### Source data
= = = = = = =

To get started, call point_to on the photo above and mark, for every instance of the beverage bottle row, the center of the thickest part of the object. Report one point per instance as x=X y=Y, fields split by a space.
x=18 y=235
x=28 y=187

= = = = = = =

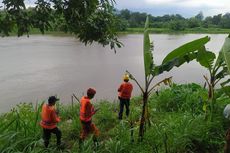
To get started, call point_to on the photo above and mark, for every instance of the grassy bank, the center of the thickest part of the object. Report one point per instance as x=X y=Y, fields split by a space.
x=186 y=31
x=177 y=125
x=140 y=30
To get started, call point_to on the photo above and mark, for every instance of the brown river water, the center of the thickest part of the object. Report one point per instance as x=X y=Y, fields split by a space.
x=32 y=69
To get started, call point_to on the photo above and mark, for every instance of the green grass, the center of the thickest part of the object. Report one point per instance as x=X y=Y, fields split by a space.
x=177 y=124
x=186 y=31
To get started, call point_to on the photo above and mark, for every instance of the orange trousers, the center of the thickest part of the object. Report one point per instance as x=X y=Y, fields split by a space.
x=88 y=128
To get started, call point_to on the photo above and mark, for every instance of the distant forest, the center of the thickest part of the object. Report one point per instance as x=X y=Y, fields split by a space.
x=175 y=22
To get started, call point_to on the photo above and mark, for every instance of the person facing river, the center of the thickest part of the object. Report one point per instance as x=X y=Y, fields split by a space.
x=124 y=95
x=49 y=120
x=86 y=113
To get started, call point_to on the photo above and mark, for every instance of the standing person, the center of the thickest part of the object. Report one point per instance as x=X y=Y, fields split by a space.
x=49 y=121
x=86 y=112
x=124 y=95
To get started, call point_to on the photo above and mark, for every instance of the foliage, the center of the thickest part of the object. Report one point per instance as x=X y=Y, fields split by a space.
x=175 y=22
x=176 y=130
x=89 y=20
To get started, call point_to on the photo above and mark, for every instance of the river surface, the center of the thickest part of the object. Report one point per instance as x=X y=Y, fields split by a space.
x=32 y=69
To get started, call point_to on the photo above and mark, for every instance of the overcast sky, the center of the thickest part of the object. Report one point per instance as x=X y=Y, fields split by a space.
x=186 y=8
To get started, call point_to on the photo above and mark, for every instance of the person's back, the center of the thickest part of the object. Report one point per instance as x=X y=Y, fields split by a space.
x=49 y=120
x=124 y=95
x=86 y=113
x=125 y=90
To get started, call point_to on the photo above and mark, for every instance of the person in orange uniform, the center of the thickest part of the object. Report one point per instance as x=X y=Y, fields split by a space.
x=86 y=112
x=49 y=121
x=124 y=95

= = = = = = =

### What this task involves
List every line above that contains the string "overcast", copying each such line in full.

### Reply to the task
To get started, call point_to on the photo above and mark, for every instance of the overcast sky, the center of the thickest part of the object. Report one point per instance as x=X y=Y, fields split by a space.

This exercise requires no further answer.